### AIM OF THE EXERCISE
When you reach the line that contains "box: [352, 5, 474, 110]" in the data below, start reproducing lines exactly, and stop after the line that contains "18L465 4L390 1L355".

### INPUT FOR THIS TASK

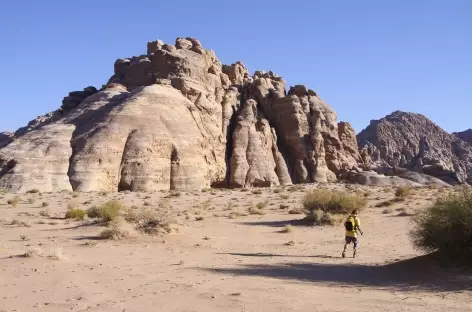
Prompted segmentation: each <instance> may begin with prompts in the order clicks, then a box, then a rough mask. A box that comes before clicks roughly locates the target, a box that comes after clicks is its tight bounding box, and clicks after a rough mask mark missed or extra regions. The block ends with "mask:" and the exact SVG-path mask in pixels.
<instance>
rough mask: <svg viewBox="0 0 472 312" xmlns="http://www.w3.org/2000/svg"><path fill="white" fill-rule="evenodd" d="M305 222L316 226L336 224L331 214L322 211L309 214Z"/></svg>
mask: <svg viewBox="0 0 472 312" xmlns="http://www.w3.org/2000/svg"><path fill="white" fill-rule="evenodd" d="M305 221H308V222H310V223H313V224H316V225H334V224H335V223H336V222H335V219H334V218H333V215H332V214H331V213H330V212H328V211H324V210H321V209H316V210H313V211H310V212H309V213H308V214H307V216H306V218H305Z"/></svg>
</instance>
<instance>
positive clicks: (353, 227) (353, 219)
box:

...

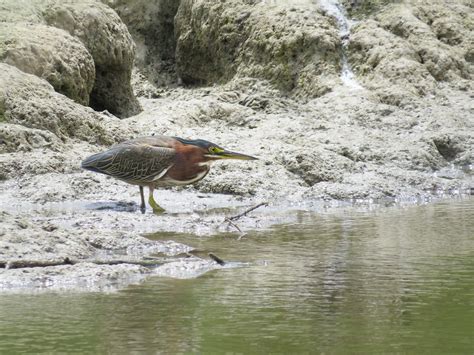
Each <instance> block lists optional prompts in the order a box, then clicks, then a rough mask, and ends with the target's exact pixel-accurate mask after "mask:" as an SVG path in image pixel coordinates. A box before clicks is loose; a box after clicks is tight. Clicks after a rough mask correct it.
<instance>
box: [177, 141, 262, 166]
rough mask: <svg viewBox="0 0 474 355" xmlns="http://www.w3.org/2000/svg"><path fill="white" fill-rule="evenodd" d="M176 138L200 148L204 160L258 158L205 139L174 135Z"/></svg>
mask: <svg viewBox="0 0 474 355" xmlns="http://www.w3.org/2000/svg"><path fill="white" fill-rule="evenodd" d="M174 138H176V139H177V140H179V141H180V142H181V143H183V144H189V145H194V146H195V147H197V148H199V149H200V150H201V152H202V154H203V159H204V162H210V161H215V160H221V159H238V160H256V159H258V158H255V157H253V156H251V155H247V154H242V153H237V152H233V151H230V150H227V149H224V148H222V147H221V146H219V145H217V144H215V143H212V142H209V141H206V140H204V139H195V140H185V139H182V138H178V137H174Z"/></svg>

---

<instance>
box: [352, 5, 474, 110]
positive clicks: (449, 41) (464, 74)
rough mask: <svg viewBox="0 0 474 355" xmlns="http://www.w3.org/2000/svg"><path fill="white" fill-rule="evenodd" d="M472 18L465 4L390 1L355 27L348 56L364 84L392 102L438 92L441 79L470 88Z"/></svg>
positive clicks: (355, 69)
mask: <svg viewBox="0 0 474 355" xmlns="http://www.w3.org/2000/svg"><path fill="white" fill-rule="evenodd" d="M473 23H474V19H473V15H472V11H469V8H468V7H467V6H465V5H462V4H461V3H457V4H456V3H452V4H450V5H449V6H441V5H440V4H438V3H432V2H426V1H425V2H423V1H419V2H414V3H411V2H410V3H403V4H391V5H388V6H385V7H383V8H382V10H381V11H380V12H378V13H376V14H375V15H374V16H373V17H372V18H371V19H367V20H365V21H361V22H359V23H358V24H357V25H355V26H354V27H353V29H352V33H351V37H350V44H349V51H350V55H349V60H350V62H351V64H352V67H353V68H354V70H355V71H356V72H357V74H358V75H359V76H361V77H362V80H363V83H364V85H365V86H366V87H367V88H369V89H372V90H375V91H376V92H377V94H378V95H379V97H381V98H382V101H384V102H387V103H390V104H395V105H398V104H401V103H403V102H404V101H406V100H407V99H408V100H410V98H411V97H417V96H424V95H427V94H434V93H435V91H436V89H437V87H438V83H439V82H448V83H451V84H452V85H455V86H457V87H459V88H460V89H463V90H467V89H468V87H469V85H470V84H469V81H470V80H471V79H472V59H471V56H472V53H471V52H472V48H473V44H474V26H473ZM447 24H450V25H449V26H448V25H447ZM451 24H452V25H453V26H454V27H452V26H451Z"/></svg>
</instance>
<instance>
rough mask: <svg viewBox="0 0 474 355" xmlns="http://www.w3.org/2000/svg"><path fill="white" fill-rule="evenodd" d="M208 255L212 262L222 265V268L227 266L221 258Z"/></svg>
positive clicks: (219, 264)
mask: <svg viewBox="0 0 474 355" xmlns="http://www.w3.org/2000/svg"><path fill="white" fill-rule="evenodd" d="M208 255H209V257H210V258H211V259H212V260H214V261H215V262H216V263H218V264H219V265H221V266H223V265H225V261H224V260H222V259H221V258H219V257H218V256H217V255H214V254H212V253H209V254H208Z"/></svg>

### ANSWER TO THE EXERCISE
box: [352, 5, 474, 110]
positive clicks: (449, 41) (464, 74)
rough mask: <svg viewBox="0 0 474 355" xmlns="http://www.w3.org/2000/svg"><path fill="white" fill-rule="evenodd" d="M472 18L465 4L390 1L355 27L348 56L364 84L392 102L438 92L441 79L470 88Z"/></svg>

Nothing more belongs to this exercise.